Write out the full listing again, exactly as it stands.

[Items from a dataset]
--- begin ---
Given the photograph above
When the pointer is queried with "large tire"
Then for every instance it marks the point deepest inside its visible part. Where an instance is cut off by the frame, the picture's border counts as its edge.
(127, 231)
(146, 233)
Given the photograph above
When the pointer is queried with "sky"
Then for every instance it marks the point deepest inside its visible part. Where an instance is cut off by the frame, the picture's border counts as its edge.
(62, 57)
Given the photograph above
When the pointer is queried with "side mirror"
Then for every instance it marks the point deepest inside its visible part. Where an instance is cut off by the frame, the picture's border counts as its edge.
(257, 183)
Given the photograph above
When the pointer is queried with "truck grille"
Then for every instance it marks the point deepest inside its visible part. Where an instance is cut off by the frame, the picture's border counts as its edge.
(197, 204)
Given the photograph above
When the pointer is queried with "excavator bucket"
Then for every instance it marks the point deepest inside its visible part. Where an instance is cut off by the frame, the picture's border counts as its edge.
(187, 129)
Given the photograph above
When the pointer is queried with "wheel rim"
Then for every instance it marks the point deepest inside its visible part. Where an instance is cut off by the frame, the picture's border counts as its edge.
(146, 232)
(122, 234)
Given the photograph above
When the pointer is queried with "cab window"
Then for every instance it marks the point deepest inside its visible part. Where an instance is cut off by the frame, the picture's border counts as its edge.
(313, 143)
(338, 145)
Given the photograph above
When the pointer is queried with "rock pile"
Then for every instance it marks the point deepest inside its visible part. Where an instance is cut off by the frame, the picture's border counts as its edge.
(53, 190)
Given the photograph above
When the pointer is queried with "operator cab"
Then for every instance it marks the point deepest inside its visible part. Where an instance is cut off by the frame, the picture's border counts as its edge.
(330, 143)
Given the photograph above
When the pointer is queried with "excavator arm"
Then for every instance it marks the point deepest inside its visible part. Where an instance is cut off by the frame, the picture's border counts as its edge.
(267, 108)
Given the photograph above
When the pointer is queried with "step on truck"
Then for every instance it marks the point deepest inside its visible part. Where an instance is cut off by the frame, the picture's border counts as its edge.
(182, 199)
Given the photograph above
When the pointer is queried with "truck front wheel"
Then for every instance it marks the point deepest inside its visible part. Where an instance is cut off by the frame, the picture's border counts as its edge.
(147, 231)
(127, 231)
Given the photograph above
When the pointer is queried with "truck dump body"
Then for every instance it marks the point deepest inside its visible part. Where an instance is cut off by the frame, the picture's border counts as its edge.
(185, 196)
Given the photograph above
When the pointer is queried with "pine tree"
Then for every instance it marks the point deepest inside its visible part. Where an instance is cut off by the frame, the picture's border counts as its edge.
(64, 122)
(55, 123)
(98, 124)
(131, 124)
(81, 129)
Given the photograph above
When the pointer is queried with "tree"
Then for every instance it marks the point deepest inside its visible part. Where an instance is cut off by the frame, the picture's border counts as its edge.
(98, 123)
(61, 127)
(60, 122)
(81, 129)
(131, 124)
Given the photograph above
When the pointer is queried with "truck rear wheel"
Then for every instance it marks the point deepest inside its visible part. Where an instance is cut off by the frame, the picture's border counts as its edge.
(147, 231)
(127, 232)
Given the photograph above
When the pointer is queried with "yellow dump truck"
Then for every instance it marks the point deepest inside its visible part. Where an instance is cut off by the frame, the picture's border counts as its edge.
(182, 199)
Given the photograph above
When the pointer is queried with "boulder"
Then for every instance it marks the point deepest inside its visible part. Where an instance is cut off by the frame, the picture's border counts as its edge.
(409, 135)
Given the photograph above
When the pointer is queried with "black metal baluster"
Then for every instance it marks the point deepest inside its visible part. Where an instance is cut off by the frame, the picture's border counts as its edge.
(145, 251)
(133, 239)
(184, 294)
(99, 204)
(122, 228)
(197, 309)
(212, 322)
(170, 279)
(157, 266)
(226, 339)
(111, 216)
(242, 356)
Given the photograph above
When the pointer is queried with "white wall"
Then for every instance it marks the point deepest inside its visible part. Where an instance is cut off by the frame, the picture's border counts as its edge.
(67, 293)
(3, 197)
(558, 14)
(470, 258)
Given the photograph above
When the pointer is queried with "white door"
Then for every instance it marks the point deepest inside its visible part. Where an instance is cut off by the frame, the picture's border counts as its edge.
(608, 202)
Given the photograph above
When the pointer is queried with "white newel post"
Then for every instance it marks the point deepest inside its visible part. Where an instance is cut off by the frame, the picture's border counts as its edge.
--- end ---
COMPLETE ANSWER >>
Given the photograph above
When the pointer is queried with "large tire"
Then for every instance it marks the point deepest inside its visible part. Where an instance is cut off by the frame, the picture's border counts as its edge.
(127, 231)
(146, 233)
Given the photograph above
When the pointer is queried with "sky"
Then for every instance it marks the point deepest inside its visible part. Where an instance is cut off by the frame, the picture's border counts as its edge.
(62, 57)
Given the photograph above
When the pointer is queried with "side mirror"
Then for every instance it marks the point deepest inside its visible part. Where an instance is cut off by the frame, the picture's border counts as its edge.
(257, 183)
Given the photograph above
When the pointer is queried with "truck grille"
Then for every instance it marks the point deepest inside its visible part. Where an instance is cut off by the frame, the picture's border counts as its edge.
(197, 204)
Given the photograph above
When the pointer is queried with "excavator bucket"
Then for every instance it marks the point deepest inside its visible part. Where an instance is cut off by the frame, the picture's border counts as its edge.
(187, 129)
Given the photograph above
When the pointer is queried with "wheel rim"
Then for every instance it marks the point deepest inside its visible part. Where an instance is cut off by the frame, the picture's border counts as its edge.
(146, 232)
(122, 234)
Given the photograph above
When the pointer is queried with "cab window"
Then for every instance it marks the point deepest inside its visible part. Where an instance is cut off by the frame, the picture's border counts as its edge.
(313, 143)
(338, 145)
Given the photograph above
When the pointer is queried with "rock pile"
Then for every instance it marks the point deepest inside its visible part. Where an instance is cut off by the frame, the picture's border counts as its edge.
(53, 190)
Given the photograph above
When the pointer is queried with "operator cab"
Then for every instance it marks the point deepest inside its visible part. Where an instance is cut off by the frame, the picture's border counts as its edge.
(330, 143)
Given the photograph above
When the pointer is queried with "excavator arm"
Then for every instance it marks the point deepest inside its visible part. Where an instance is cut off by the frame, the picture's border counts as its edge.
(267, 108)
Given the photograph above
When the pointer is queried with "step on truck"
Then for every instance it marks the point deepest inside its visible part. Where an instance is cut off by the frame, the picture's border counts as its edge.
(182, 199)
Given the photograph above
When the pointer is queried with "truck front wheel"
Then for every instance it marks the point deepest inside its visible part. Where an instance is cut off by the frame, the picture's border counts as its edge.
(147, 231)
(127, 231)
Given the photograph above
When the pointer is queried with "truck dump body"
Then for every instance it marks the point deepest inside its visible part. Where an instance is cut off by the frame, the picture's border counts as its edge.
(185, 196)
Given the photograph above
When the pointer is queried with "pine tree"
Then for every instance it marks the point deepest inside its visible part. Where an instance is cut off by the frame, the picture's border counts as its edge.
(64, 122)
(55, 123)
(98, 124)
(131, 124)
(81, 129)
Given the photograph above
When the pointer is queried with "tree"
Then for every instance it marks the point deepest inside its visible part. Where an instance is cut off by the frame, the picture's border counts as its edge.
(98, 123)
(61, 127)
(60, 122)
(81, 129)
(131, 124)
Given the photograph above
When the pointer is queried with "truck rear wheel"
Then for every instance it marks the point deepest inside its visible part. Where an instance is cut off by the frame, the picture's border counts as its edge.
(147, 231)
(127, 232)
Given the photograph above
When the pointer is queried with "yellow dump truck"
Then for every instance it marks the point deepest inside its visible part. Where an instance is cut off by the frame, the picture's border counts as its edge.
(182, 199)
Given the photograph above
When the pointer is queried with "boulder"
Then for every instance it marks the point deepest inside its visible part. Where an instance is cut off by the frame, the picture's border counts as its edge.
(409, 135)
Given the photograph above
When the pointer is queried with "black metal baluster"
Then for every instance it marks the point deepest inside its visible part. Where an instance is cut off by the frame, the picture's border counts as its edge.
(145, 251)
(133, 239)
(184, 294)
(99, 204)
(122, 228)
(197, 309)
(212, 322)
(170, 279)
(157, 266)
(226, 339)
(111, 216)
(242, 356)
Given the photograph above
When the pointer is queried with "white wall"
Then for every instance it marks the point deepest inside its visible part. Where an instance is cut off by the frame, the picture's border counts as its edge.
(67, 293)
(3, 197)
(558, 14)
(470, 258)
Given the photograph above
When the pointer is queried with "white door"
Then for every instance it marks the point deepest inside its visible part. Where an instance is cut off by the frame, the picture's border counts as its edge.
(608, 202)
Given the photograph above
When the pointer is queried with "white newel post"
Then for every instance it marks the point deepest inside its visible part. Where an instance is cut off by the frame, the picture's border counts as its edge.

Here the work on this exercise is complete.